## START Extracted information

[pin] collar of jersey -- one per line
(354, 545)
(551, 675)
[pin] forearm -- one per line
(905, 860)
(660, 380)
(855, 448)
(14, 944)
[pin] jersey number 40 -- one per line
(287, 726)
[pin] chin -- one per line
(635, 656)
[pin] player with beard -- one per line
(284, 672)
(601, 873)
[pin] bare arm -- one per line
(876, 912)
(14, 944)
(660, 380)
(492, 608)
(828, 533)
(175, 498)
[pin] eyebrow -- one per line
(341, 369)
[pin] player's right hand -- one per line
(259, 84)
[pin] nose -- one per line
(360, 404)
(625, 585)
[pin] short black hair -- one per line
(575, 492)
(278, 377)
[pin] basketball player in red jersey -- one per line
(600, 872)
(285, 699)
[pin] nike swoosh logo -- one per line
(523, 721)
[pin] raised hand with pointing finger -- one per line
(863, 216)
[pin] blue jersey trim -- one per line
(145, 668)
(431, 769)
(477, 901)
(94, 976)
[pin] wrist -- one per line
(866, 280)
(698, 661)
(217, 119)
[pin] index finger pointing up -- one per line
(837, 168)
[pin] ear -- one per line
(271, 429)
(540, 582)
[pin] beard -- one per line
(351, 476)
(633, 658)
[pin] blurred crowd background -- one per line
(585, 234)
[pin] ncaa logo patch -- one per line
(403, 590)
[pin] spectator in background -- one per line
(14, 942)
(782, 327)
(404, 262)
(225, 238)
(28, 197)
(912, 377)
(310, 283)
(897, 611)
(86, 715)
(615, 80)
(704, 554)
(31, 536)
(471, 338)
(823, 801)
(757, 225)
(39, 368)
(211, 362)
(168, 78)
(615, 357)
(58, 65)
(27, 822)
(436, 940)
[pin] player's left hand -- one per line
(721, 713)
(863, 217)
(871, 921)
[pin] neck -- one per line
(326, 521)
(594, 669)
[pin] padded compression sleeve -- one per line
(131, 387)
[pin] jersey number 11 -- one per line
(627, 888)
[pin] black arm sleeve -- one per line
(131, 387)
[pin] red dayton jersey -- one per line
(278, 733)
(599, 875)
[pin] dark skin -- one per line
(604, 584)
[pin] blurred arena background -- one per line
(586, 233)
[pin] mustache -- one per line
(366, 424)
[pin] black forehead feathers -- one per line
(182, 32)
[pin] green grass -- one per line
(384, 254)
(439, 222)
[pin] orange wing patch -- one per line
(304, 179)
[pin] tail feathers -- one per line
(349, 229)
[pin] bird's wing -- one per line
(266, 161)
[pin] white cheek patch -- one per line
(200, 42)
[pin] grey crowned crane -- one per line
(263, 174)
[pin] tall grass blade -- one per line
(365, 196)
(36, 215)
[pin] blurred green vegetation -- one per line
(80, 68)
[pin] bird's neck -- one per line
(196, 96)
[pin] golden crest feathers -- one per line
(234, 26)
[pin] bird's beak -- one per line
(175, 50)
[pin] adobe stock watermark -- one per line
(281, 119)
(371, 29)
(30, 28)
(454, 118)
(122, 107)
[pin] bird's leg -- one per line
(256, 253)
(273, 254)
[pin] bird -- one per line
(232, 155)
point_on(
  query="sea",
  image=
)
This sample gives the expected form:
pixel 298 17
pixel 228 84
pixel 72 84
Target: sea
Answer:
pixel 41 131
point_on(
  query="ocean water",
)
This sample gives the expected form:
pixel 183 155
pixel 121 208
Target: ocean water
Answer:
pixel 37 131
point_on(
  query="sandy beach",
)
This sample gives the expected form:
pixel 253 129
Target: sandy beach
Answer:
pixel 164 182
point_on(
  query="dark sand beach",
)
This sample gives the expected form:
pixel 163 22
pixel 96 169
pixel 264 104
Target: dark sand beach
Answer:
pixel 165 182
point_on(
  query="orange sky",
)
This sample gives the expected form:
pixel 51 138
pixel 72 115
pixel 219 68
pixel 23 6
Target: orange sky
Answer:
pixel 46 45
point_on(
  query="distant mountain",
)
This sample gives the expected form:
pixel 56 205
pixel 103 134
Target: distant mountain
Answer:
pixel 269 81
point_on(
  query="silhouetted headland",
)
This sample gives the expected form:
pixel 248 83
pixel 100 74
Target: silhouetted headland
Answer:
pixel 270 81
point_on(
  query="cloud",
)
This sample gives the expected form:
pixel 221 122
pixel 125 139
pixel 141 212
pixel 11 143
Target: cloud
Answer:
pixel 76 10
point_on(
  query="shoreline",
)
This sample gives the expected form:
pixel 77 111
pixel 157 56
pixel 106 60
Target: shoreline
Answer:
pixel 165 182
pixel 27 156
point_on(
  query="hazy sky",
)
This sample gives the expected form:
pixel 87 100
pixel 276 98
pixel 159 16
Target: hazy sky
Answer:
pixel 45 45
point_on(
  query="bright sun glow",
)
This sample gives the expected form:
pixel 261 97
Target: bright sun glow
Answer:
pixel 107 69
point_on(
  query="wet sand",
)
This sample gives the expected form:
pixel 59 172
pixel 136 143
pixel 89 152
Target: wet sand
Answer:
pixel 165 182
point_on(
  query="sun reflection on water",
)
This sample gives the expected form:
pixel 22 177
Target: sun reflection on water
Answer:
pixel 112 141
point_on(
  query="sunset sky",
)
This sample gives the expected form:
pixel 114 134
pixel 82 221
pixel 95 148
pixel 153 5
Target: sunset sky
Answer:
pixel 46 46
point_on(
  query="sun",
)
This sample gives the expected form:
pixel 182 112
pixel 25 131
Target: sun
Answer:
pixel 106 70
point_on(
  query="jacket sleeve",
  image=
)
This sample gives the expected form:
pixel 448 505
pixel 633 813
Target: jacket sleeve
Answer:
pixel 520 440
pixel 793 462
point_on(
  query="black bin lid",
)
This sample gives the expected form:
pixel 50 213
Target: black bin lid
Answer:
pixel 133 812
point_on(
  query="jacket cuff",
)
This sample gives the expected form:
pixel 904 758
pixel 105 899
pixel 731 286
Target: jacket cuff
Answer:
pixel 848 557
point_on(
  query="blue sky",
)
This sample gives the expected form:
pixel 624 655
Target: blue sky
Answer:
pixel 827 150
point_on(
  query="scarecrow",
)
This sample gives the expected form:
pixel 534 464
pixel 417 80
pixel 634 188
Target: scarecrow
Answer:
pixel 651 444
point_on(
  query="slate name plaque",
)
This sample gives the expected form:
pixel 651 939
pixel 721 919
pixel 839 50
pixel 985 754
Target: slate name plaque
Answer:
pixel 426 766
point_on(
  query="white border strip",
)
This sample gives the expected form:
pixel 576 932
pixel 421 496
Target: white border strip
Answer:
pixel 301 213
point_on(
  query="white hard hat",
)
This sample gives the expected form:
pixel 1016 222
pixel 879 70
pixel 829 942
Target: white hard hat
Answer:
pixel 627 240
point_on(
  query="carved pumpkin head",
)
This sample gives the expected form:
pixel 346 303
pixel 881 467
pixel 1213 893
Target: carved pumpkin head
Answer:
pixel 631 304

## END Extracted information

What needs to be done: Convert the data from the line containing "[pin] bird's neck -- one per line" down through the line containing "pixel 269 81", both lines included, into a Markdown table with the columns Row and Data line. Number each row and omit any blank lines.

Solution to the exercise:
| Row | Data line |
|---|---|
| 1 | [pin] bird's neck -- one per line |
| 2 | (196, 96) |
| 3 | [pin] golden crest feathers -- one per line |
| 4 | (234, 26) |
| 5 | [pin] bird's beak -- one per line |
| 6 | (175, 50) |
| 7 | [pin] adobe stock watermark -- one per line |
| 8 | (281, 119) |
| 9 | (371, 29) |
| 10 | (30, 28) |
| 11 | (454, 118) |
| 12 | (122, 107) |
| 13 | [pin] bird's leg -- one per line |
| 14 | (256, 253) |
| 15 | (273, 254) |
| 16 | [pin] bird -- one per line |
| 17 | (232, 155) |
| 18 | point_on( |
| 19 |   query="sea", |
| 20 |   image= |
| 21 | ) |
| 22 | This sample gives the expected form: |
| 23 | pixel 298 17 |
| 24 | pixel 228 84 |
| 25 | pixel 72 84 |
| 26 | Target: sea |
| 27 | Answer: |
| 28 | pixel 41 131 |
| 29 | point_on( |
| 30 |   query="ocean water", |
| 31 | ) |
| 32 | This sample gives the expected form: |
| 33 | pixel 183 155 |
| 34 | pixel 121 208 |
| 35 | Target: ocean water |
| 36 | Answer: |
| 37 | pixel 37 131 |
| 38 | point_on( |
| 39 |   query="sandy beach", |
| 40 | ) |
| 41 | This sample gives the expected form: |
| 42 | pixel 253 129 |
| 43 | Target: sandy beach |
| 44 | Answer: |
| 45 | pixel 164 182 |
| 46 | point_on( |
| 47 |   query="dark sand beach", |
| 48 | ) |
| 49 | This sample gives the expected form: |
| 50 | pixel 163 22 |
| 51 | pixel 96 169 |
| 52 | pixel 264 104 |
| 53 | Target: dark sand beach |
| 54 | Answer: |
| 55 | pixel 165 182 |
| 56 | point_on( |
| 57 |   query="orange sky", |
| 58 | ) |
| 59 | This sample gives the expected form: |
| 60 | pixel 51 138 |
| 61 | pixel 72 115 |
| 62 | pixel 219 68 |
| 63 | pixel 23 6 |
| 64 | Target: orange sky |
| 65 | Answer: |
| 66 | pixel 46 45 |
| 67 | point_on( |
| 68 |   query="distant mountain", |
| 69 | ) |
| 70 | This sample gives the expected form: |
| 71 | pixel 56 205 |
| 72 | pixel 103 134 |
| 73 | Target: distant mountain |
| 74 | Answer: |
| 75 | pixel 269 81 |